═══ 本文 ═══

②コンセプトを決めよう


1.コンセプトの重要性


 美容院の数は全国で480人に1店舗あるとも言われており、すでに飽和状態と言えます。(出典:厚生労働省)
 何か明確な惹きつけられる要因なしに、お客さんは新規オープンしたばかりの美容室を選んではくれません。

 そこで大切になるのが、明確なコンセプト設定です。


2.ターゲットは何を求めているのか


 第1章で決めたターゲットとなるお客さんがどんな雰囲気を求めていて、どういう気持ちになりたいと思って来店するかを考えてみましょう。より具体的に、お客さんに何が提供できるのか、どのような役に立つことができるのかという視点で考えてみましょう。

 しかし、漠然としたイメージだけではうまくいきません。
 ターゲットのペルソナマーケティングをして紙に書き出してから、対象のお客さんがどんな時に喜びを感じるのか、どんな風になりたいと思っているのか、何を思って生活しているのか、細かく考えることが大切です。

═══

### 課題内容
美容室のコンセプトについての本文によると、美容院の数は全国で何人に1店舗あると言われているか答えなさい。

═══ 抽出データ ═══

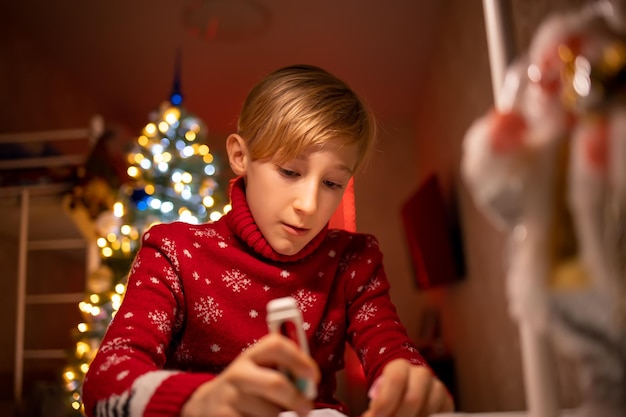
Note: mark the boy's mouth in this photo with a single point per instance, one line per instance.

═══
═══ 抽出データ ═══

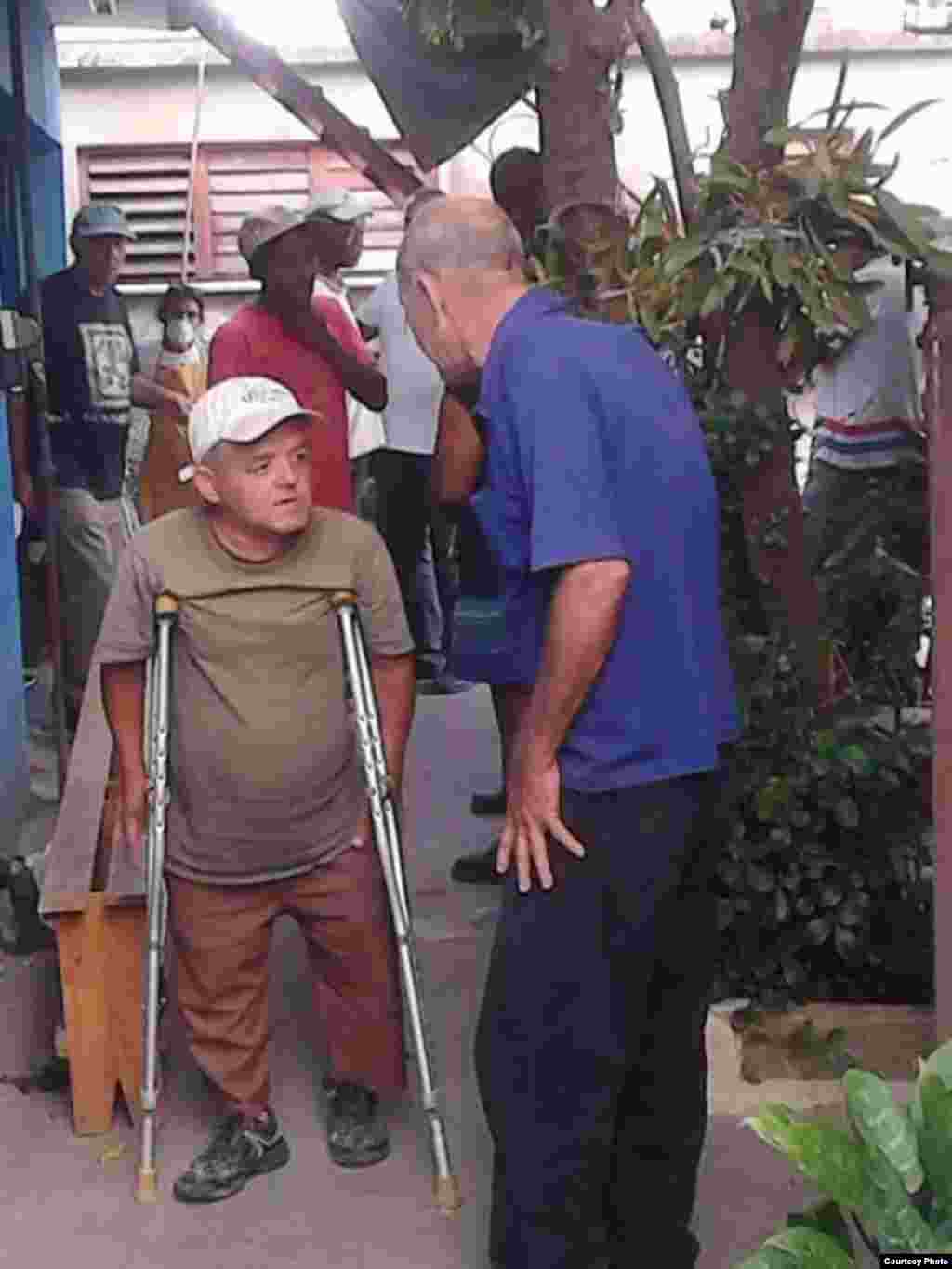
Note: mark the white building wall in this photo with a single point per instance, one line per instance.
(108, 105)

═══

### 回答
480人に1店舗